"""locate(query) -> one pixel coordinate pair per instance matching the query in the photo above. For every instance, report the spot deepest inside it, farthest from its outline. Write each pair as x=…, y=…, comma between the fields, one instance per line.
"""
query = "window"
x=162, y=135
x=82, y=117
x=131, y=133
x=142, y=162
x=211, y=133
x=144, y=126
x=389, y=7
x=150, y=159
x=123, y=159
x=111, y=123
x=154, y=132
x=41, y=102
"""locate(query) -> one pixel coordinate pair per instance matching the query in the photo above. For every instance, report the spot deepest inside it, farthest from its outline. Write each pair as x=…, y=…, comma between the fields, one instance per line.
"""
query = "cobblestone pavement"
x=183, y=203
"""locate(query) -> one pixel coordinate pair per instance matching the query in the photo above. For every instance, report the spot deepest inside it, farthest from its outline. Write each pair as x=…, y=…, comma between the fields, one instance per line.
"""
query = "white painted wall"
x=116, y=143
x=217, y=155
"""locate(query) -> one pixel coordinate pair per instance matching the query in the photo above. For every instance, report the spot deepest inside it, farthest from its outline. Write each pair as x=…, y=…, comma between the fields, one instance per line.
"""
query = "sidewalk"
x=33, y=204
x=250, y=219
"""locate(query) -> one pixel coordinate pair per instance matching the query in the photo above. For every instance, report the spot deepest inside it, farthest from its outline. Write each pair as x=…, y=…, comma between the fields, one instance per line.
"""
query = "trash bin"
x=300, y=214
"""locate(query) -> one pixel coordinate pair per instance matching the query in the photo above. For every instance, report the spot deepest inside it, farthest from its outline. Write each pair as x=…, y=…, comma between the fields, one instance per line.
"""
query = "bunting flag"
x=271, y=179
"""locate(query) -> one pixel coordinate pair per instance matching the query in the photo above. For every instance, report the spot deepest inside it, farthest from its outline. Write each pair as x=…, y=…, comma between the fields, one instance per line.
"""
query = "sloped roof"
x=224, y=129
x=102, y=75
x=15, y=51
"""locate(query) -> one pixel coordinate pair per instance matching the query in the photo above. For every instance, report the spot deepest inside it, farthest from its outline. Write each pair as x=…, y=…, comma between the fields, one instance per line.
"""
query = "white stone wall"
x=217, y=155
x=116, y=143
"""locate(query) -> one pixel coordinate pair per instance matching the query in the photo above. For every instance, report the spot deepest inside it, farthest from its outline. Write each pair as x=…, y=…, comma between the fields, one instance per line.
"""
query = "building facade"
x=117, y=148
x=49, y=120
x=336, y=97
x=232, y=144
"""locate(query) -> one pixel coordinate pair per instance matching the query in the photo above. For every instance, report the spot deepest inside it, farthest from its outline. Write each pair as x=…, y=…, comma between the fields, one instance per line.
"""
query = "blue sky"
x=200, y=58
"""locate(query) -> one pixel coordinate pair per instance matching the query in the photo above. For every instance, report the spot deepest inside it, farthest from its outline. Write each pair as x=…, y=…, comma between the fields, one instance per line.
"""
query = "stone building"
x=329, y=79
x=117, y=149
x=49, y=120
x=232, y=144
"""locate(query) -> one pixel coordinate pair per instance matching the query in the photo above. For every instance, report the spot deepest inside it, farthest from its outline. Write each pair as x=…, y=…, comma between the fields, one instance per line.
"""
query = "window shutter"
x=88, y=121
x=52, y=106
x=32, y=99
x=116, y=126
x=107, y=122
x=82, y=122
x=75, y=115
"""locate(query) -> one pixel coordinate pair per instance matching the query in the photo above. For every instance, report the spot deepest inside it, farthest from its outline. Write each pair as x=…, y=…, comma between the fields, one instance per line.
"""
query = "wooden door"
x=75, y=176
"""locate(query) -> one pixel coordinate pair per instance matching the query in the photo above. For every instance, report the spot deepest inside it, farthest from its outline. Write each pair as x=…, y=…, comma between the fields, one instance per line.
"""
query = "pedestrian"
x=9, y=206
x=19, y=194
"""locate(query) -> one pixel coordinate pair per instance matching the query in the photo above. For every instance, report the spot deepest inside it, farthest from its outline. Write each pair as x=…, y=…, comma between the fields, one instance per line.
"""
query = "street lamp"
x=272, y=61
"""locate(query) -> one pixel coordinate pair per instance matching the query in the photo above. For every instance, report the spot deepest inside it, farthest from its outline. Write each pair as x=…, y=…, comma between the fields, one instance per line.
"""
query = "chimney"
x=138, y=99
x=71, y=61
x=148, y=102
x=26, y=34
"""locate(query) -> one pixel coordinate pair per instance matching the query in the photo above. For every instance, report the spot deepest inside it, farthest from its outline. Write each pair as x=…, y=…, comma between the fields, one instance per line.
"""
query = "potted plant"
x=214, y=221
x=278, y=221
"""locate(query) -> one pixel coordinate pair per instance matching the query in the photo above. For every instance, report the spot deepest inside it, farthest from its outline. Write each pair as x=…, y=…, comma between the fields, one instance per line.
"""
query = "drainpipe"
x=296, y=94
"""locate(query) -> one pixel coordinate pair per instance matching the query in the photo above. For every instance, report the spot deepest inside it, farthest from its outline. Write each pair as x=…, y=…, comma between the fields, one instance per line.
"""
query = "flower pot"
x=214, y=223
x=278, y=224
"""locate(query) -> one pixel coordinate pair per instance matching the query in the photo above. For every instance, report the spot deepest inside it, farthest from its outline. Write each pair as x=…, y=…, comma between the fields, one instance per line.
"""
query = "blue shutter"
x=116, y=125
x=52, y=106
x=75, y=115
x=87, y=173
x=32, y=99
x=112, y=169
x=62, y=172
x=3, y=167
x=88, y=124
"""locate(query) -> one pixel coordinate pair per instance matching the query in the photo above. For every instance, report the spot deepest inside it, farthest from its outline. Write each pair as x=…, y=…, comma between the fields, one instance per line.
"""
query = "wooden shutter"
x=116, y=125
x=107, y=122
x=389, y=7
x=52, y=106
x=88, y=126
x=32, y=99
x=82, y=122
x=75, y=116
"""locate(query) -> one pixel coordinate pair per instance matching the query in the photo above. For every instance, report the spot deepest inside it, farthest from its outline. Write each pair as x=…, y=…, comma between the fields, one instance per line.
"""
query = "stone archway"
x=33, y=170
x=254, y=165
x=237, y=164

===

## WHAT THE EXERCISE ASKS
Retype the entries precisely as they stand.

## TASK RESPONSE
"""locate(query) -> one pixel coordinate pair per instance matching the query in the photo above. For every instance, report the spot deepest inside it, farthest from its outline. Write each pair as x=…, y=…, comma between the fields, one instance per line.
"""
query = "window"
x=162, y=135
x=82, y=117
x=131, y=133
x=142, y=162
x=211, y=133
x=144, y=126
x=389, y=7
x=150, y=159
x=123, y=159
x=111, y=123
x=154, y=132
x=41, y=102
"""locate(query) -> one pixel coordinate pair per instance matching the query in the photo above. For every instance, report the spot deepest inside it, farthest from its outline. Write each pair as x=…, y=…, comma between the fields, one instance per line.
"""
query = "cobblestone pavement"
x=183, y=203
"""locate(query) -> one pixel coordinate pair per instance matching the query in the photo above. For every instance, report the spot deepest inside it, farthest from its outline. Write each pair as x=…, y=…, comma between the fields, one instance per line.
"""
query = "white painted wall"
x=116, y=143
x=217, y=155
"""locate(query) -> one pixel coordinate pair per instance matching the query in the photo above. For every instance, report the spot deepest inside it, farthest from its outline. Write each pair as x=…, y=…, comma between the fields, one instance per line.
"""
query = "sidewalk"
x=33, y=204
x=250, y=219
"""locate(query) -> one pixel coordinate pair per instance matching the query in the photo above. For every instance, report the spot deepest inside it, farthest from its outline. Write each pair as x=…, y=…, comma between the fields, one instance per line.
"""
query = "trash bin"
x=300, y=214
"""locate(query) -> one pixel coordinate pair per instance matching the query in the photo above. For every instance, report the spot deepest inside it, farthest from its outline. Write each pair as x=…, y=…, comma between the fields, one instance per line.
"""
query = "bunting flag"
x=271, y=179
"""locate(query) -> one pixel coordinate pair per instance matching the query in the photo above. For every instance, report the spot deepest inside it, farthest from its outline. Write each pair as x=…, y=…, comma between the fields, one instance per line.
"""
query = "sloped roof"
x=224, y=129
x=102, y=75
x=15, y=51
"""locate(query) -> one pixel coordinate pair per instance matching the query in the photo above. For every instance, report the spot deepest inside it, farthest from its outline. Write each pair as x=…, y=…, comma between the fields, one instance per line.
"""
query = "white stone wall"
x=217, y=155
x=116, y=143
"""locate(query) -> one pixel coordinate pair per instance matching the query in the photo above. For every instance, report the spot deepest inside it, farthest from its outline. Write each pair as x=…, y=…, comma between the fields, one instance per line.
"""
query = "building facade"
x=117, y=148
x=49, y=120
x=336, y=97
x=232, y=144
"""locate(query) -> one pixel coordinate pair per instance matching the query in the photo above. For every instance, report the spot deepest inside it, farthest from its outline. Write each pair as x=…, y=…, comma between the fields, one instance per line.
"""
query = "blue sky"
x=200, y=58
"""locate(query) -> one pixel coordinate pair per instance matching the query in the photo above. For every instance, report the spot deepest inside it, farthest from its outline. Write each pair as x=…, y=…, comma between the fields, one instance per line.
"""
query = "stone building"
x=329, y=79
x=117, y=149
x=49, y=120
x=232, y=144
"""locate(query) -> one pixel coordinate pair per instance matching the query in the photo above. For every instance, report the spot deepest inside it, farthest from its outline. Write each pair as x=…, y=…, comma between the fields, one instance per line.
"""
query = "window shutter"
x=88, y=121
x=52, y=106
x=32, y=99
x=116, y=126
x=107, y=122
x=82, y=122
x=75, y=115
"""locate(query) -> one pixel coordinate pair per instance matching the query in the photo above. For every instance, report the spot deepest inside it, farthest from its outline. Write each pair as x=…, y=…, comma between the fields, one instance per line.
"""
query = "wooden door"
x=75, y=176
"""locate(query) -> one pixel coordinate pair per instance matching the query in the photo above. For every instance, report the spot deepest inside it, farthest from its outline. Write each pair as x=…, y=…, comma between the fields, one instance per line.
"""
query = "pedestrian"
x=9, y=206
x=19, y=194
"""locate(query) -> one pixel coordinate pair per instance matching the query in the photo above. For every instance, report the spot deepest inside it, farthest from its outline. Write each pair as x=…, y=…, comma between the fields, one instance per line.
"""
query = "street lamp"
x=272, y=61
"""locate(query) -> one pixel coordinate pair per instance matching the query in the photo above. For every instance, report the spot deepest inside it, farthest from its outline. Write each pair as x=…, y=…, comma between the fields, one instance per line.
"""
query = "chimney"
x=138, y=99
x=71, y=61
x=148, y=102
x=26, y=34
"""locate(query) -> one pixel coordinate pair per instance matching the query in the photo above. For every instance, report the spot deepest inside it, farthest from its outline. Write each pair as x=…, y=…, comma between the fields, one instance per line.
"""
query = "potted plant"
x=214, y=221
x=278, y=221
"""locate(query) -> one pixel coordinate pair per instance matching the query in the photo above. For every instance, report the spot deepest inside it, farthest from its outline. Write each pair as x=…, y=…, comma between the fields, one instance per line.
"""
query = "drainpipe"
x=296, y=94
"""locate(query) -> one pixel coordinate pair per instance matching the query in the photo above. For every instance, report the spot deepest inside it, farthest from its outline. Write each pair as x=…, y=…, comma between the fields, one instance per line.
"""
query = "flower pot"
x=214, y=223
x=278, y=224
"""locate(query) -> one pixel coordinate pair per instance matching the query in the photo above. For every instance, report the spot deepest inside it, farthest from its outline. Write each pair as x=…, y=…, comma between the fields, one instance per line.
"""
query = "blue shutter"
x=116, y=125
x=52, y=106
x=75, y=115
x=87, y=173
x=32, y=99
x=112, y=169
x=62, y=172
x=3, y=167
x=88, y=124
"""locate(query) -> one pixel coordinate pair per instance matching the query in the photo above. For every instance, report the spot deepest inside it, farthest from its outline. Write each pair as x=…, y=…, comma between the fields, one instance per line.
"""
query = "wooden shutter"
x=116, y=125
x=107, y=122
x=389, y=7
x=52, y=106
x=88, y=126
x=32, y=99
x=82, y=122
x=75, y=116
"""locate(query) -> one pixel coordinate pair per instance matching the query in the photo above. For every instance, report the spot deepest inside it, farthest from its outline. Write each pair as x=…, y=…, comma between the fields, one instance per line.
"""
query = "stone archway"
x=33, y=170
x=254, y=165
x=237, y=164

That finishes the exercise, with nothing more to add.